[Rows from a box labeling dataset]
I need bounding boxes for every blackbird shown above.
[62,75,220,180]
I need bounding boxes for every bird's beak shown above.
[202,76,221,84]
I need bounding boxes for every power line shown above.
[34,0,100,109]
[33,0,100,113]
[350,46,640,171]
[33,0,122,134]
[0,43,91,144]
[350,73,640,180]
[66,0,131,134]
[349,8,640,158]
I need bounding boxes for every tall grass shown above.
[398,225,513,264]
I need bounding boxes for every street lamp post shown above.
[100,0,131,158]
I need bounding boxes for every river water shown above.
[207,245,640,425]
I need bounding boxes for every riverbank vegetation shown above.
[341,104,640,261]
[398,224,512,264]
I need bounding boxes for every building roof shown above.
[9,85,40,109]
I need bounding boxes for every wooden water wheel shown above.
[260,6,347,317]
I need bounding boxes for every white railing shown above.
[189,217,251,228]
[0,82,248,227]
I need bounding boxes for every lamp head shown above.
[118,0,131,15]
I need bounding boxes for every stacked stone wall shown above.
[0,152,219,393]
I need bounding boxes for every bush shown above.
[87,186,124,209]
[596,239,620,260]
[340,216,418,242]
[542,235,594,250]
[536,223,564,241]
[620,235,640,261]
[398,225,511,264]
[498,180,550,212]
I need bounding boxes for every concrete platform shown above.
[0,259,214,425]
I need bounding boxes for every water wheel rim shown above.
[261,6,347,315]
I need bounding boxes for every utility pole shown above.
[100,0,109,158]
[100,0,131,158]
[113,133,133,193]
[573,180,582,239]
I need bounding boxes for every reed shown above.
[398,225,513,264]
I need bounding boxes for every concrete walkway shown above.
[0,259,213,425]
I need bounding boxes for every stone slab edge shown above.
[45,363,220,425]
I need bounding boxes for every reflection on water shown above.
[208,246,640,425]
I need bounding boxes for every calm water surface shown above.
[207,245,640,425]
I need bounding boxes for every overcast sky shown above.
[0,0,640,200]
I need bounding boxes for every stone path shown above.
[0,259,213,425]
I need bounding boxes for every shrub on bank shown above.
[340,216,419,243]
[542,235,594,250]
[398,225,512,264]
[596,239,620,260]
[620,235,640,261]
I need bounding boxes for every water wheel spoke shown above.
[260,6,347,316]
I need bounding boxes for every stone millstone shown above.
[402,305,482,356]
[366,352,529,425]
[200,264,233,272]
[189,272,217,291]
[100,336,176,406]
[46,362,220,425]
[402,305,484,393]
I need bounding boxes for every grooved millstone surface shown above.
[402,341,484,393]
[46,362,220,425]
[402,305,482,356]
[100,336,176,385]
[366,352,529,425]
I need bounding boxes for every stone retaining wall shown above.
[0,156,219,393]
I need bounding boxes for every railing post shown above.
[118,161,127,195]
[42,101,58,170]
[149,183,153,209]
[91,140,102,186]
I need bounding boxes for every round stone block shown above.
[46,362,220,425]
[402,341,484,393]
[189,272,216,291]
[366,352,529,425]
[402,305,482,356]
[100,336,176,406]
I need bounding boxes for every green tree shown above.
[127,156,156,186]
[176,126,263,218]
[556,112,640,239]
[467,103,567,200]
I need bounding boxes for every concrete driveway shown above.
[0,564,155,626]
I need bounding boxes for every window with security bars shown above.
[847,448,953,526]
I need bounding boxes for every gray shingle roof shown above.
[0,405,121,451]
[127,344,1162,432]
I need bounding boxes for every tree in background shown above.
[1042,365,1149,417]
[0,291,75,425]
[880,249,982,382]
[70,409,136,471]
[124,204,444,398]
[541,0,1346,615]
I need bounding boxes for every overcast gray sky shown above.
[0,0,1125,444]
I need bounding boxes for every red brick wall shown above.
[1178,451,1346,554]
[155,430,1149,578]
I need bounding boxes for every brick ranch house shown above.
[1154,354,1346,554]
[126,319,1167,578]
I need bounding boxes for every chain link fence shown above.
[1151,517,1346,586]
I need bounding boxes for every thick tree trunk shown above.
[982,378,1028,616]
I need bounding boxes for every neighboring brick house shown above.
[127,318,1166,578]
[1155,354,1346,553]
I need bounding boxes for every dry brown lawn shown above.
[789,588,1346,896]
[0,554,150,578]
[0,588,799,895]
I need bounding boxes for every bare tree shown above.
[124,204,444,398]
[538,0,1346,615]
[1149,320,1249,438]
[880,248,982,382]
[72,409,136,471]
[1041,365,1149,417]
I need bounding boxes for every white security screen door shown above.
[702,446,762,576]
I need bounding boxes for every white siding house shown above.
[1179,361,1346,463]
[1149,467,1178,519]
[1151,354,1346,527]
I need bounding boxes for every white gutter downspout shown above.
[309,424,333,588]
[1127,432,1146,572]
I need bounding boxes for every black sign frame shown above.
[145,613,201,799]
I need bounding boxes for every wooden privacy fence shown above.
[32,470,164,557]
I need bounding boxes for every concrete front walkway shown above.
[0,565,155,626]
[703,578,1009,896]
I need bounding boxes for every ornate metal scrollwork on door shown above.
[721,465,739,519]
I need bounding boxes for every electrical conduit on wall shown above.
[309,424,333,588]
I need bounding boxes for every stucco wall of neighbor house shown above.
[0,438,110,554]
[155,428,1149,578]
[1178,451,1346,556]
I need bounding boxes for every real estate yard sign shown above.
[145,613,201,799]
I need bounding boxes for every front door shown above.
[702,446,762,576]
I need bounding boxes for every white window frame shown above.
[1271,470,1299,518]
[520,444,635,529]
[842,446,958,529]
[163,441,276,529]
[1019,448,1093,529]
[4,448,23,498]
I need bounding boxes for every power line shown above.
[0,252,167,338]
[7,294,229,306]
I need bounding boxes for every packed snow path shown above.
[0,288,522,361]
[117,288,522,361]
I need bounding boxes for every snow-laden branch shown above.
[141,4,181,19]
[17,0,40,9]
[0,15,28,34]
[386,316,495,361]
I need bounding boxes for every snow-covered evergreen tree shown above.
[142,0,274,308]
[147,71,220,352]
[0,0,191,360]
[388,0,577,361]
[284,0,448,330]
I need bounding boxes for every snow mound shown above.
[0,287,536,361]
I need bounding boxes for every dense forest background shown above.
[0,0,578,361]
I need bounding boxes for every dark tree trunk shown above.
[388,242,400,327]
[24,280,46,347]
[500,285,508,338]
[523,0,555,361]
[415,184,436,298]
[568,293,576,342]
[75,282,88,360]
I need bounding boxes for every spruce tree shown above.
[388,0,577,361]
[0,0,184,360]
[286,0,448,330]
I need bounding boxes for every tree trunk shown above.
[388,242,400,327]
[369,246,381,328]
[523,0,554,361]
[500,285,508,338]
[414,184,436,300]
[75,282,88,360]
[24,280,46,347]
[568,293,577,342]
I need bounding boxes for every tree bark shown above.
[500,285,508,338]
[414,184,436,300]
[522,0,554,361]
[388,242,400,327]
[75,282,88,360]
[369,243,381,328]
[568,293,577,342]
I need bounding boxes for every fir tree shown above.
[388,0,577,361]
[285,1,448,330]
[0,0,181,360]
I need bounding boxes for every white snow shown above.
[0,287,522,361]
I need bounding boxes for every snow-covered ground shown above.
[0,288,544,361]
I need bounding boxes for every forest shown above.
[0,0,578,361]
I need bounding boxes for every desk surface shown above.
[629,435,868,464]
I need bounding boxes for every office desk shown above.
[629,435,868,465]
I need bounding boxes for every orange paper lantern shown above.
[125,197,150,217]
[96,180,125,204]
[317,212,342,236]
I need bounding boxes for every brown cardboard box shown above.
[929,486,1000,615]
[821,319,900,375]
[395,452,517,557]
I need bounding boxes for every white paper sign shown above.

◆ Exercise objective
Format all of the data above as a JSON list of strings, one string per line, skipping any blank lines.

◆ Correct answer
[
  "I need bounding boxes for every blackbird shown above.",
  "[62,75,220,180]",
  "I need bounding boxes for every bird's beak shown above.",
  "[202,76,221,84]",
  "I need bounding boxes for every power line shown above.",
  "[34,0,100,109]",
  "[33,0,100,113]",
  "[350,46,640,171]",
  "[33,0,122,134]",
  "[0,43,91,144]",
  "[350,73,640,180]",
  "[66,0,131,134]",
  "[349,8,640,158]",
  "I need bounding boxes for every tall grass shown above.",
  "[398,225,513,264]",
  "I need bounding boxes for every street lamp post shown above.",
  "[100,0,131,158]",
  "I need bounding boxes for every river water shown above.",
  "[207,245,640,425]",
  "I need bounding boxes for every riverbank vegetation shown above.",
  "[341,104,640,261]",
  "[398,224,512,264]",
  "I need bounding boxes for every building roof shown above.",
  "[9,85,40,109]",
  "I need bounding boxes for every wooden water wheel shown above.",
  "[260,6,347,317]",
  "I need bounding boxes for every white railing shown above.",
  "[189,217,251,228]",
  "[0,82,248,227]",
  "I need bounding boxes for every lamp head shown above.",
  "[118,0,131,15]",
  "I need bounding boxes for every stacked stone wall shown above.",
  "[0,152,219,393]",
  "I need bounding boxes for every bush shown above.",
  "[87,186,124,209]",
  "[596,239,620,260]",
  "[340,216,418,242]",
  "[542,235,594,250]",
  "[536,223,564,241]",
  "[620,235,640,261]",
  "[398,225,511,264]",
  "[498,180,550,212]",
  "I need bounding boxes for every concrete platform shown above.",
  "[0,259,214,425]",
  "I need bounding boxes for every water wheel rim shown above.",
  "[261,6,347,315]",
  "I need bounding boxes for every utility pole shown above.",
  "[100,0,109,158]",
  "[100,0,131,158]",
  "[113,133,133,193]",
  "[573,180,582,239]",
  "I need bounding boxes for every reed shown above.",
  "[398,225,513,264]",
  "I need bounding boxes for every concrete walkway shown above.",
  "[0,259,213,425]",
  "I need bounding boxes for every stone slab edge shown above.",
  "[45,363,220,425]",
  "I need bounding boxes for every reflection on water shown above.",
  "[208,246,640,425]",
  "I need bounding boxes for every calm water surface shown above.",
  "[207,245,640,425]",
  "I need bounding boxes for every overcast sky shown above.",
  "[0,0,640,200]",
  "I need bounding boxes for every stone path shown above.",
  "[0,259,213,425]",
  "I need bounding boxes for every shrub on bank shown above.",
  "[340,216,419,243]",
  "[542,235,594,250]",
  "[398,225,512,264]",
  "[596,239,620,260]",
  "[620,235,640,261]",
  "I need bounding boxes for every water wheel spoke shown above.",
  "[260,6,347,316]",
  "I need bounding boxes for every stone millstone shown above.",
  "[402,305,482,356]",
  "[366,352,529,425]",
  "[200,264,233,272]",
  "[189,272,217,291]",
  "[100,336,176,406]",
  "[46,362,220,425]",
  "[402,305,484,393]",
  "I need bounding boxes for every grooved millstone surface shown above.",
  "[402,341,484,393]",
  "[46,362,220,425]",
  "[402,305,482,356]",
  "[100,336,176,385]",
  "[366,352,529,425]",
  "I need bounding boxes for every stone retaining wall shown above.",
  "[0,156,219,393]",
  "I need bounding boxes for every railing post shown above.",
  "[118,161,127,195]",
  "[42,101,58,170]",
  "[149,183,153,209]",
  "[91,140,102,186]",
  "I need bounding boxes for every round stone block shown above.",
  "[46,362,220,425]",
  "[402,341,484,393]",
  "[189,272,216,291]",
  "[366,352,529,425]",
  "[402,305,482,356]",
  "[100,336,176,406]",
  "I need bounding boxes for every green tree shown above.",
  "[127,156,156,186]",
  "[176,126,263,218]",
  "[556,112,640,239]",
  "[467,103,567,200]",
  "I need bounding boxes for every concrete driveway shown above.",
  "[0,564,155,626]",
  "I need bounding boxes for every window with security bars shown above.",
  "[847,448,953,526]",
  "I need bounding boxes for every gray shingle roof shown above.",
  "[0,405,121,451]",
  "[127,344,1162,432]",
  "I need bounding boxes for every tree in background shown above.",
  "[1042,365,1149,417]",
  "[0,291,75,425]",
  "[880,249,982,382]",
  "[70,409,136,471]",
  "[124,204,444,398]",
  "[541,0,1346,615]",
  "I need bounding boxes for every overcast gray sky shown above.",
  "[0,0,1125,444]",
  "I need bounding boxes for every red brick wall shown above.",
  "[1178,451,1346,554]",
  "[155,430,1149,578]",
  "I need bounding boxes for every brick ranch house shown above.",
  "[1154,354,1346,554]",
  "[126,319,1167,578]",
  "I need bounding boxes for every chain link fence shown above.",
  "[1151,517,1346,586]",
  "I need bounding boxes for every thick tree trunk shown above.",
  "[982,378,1028,616]",
  "I need bounding boxes for every neighboring brick house shown above.",
  "[127,318,1166,578]",
  "[1155,354,1346,553]",
  "I need bounding boxes for every dry brown lawn shown above.",
  "[789,588,1346,896]",
  "[0,554,150,578]",
  "[0,588,799,895]",
  "I need bounding boxes for every bare tree shown above.",
  "[124,204,444,398]",
  "[538,0,1346,615]",
  "[1149,320,1249,438]",
  "[880,248,982,382]",
  "[72,409,136,471]",
  "[1041,365,1149,417]",
  "I need bounding boxes for every white security screen door shown above.",
  "[702,446,762,576]",
  "I need bounding boxes for every white siding house shown above.",
  "[1179,361,1346,463]",
  "[1149,467,1178,519]",
  "[1151,354,1346,527]",
  "I need bounding boxes for every white gutter downspout shown above.",
  "[309,424,333,588]",
  "[1127,432,1146,572]",
  "I need bounding boxes for every black sign frame shown above.",
  "[145,613,201,799]",
  "I need bounding boxes for every wooden privacy fence shown above.",
  "[32,470,164,557]",
  "I need bounding boxes for every concrete front walkway shown above.",
  "[0,565,155,626]",
  "[703,578,1009,896]",
  "I need bounding boxes for every ornate metal scrollwork on door shown above.",
  "[721,465,739,519]",
  "I need bounding boxes for every electrical conduit on wall shown above.",
  "[309,424,333,588]",
  "I need bounding boxes for every stucco wall of neighbor house shown above.",
  "[0,438,110,554]",
  "[155,428,1149,578]",
  "[1178,451,1346,556]",
  "I need bounding boxes for every real estate yard sign shown above.",
  "[145,613,201,799]",
  "I need bounding boxes for every front door shown above.",
  "[702,446,762,576]",
  "I need bounding boxes for every white window frame shown above.",
  "[1271,470,1299,518]",
  "[520,444,635,529]",
  "[842,446,958,529]",
  "[163,441,276,529]",
  "[1019,448,1093,529]",
  "[4,448,23,498]",
  "I need bounding boxes for every power line shown above.",
  "[0,252,167,338]",
  "[7,294,229,306]",
  "I need bounding boxes for every packed snow path shown above.",
  "[0,288,522,361]",
  "[117,288,522,361]",
  "I need bounding boxes for every snow-laden branch shown above.",
  "[141,4,181,19]",
  "[17,0,40,9]",
  "[0,15,28,34]",
  "[386,316,495,361]",
  "I need bounding boxes for every snow-covered evergreen tree shown above.",
  "[142,0,274,308]",
  "[147,71,220,352]",
  "[0,0,191,360]",
  "[388,0,577,361]",
  "[284,0,448,330]",
  "I need bounding boxes for every snow mound shown above.",
  "[0,287,536,361]",
  "I need bounding boxes for every dense forest background shown above.",
  "[0,0,578,361]",
  "I need bounding boxes for every dark tree trunk shown above.",
  "[388,242,400,327]",
  "[24,280,46,347]",
  "[500,285,508,338]",
  "[523,0,555,361]",
  "[415,184,436,298]",
  "[568,293,576,342]",
  "[75,282,88,360]",
  "I need bounding boxes for every spruce tree shown above.",
  "[388,0,577,361]",
  "[0,0,184,360]",
  "[286,0,448,330]",
  "I need bounding boxes for every tree trunk shown above.",
  "[388,242,400,327]",
  "[369,246,381,328]",
  "[523,0,554,361]",
  "[500,285,508,338]",
  "[414,184,436,300]",
  "[75,282,88,360]",
  "[24,280,46,347]",
  "[568,293,577,342]",
  "I need bounding boxes for every tree bark shown above.",
  "[500,285,508,338]",
  "[414,184,436,300]",
  "[522,0,554,361]",
  "[388,242,400,327]",
  "[75,282,88,360]",
  "[369,243,381,328]",
  "[568,293,577,342]",
  "I need bounding boxes for every fir tree shown above.",
  "[388,0,577,361]",
  "[285,1,448,330]",
  "[0,0,181,360]",
  "I need bounding boxes for every white snow shown above.",
  "[0,287,522,361]",
  "I need bounding boxes for every snow-covered ground shown above.",
  "[0,288,544,361]",
  "I need bounding boxes for every forest shown above.",
  "[0,0,578,361]",
  "I need bounding boxes for every desk surface shown above.",
  "[629,435,868,464]",
  "I need bounding boxes for every office desk shown above.",
  "[629,435,868,465]",
  "I need bounding boxes for every orange paper lantern shown above.",
  "[125,197,150,217]",
  "[96,180,125,204]",
  "[317,212,342,236]",
  "I need bounding boxes for every brown cardboard box shown above.",
  "[929,486,1000,615]",
  "[821,319,900,375]",
  "[395,452,517,557]",
  "I need bounding boxes for every white paper sign shown above."
]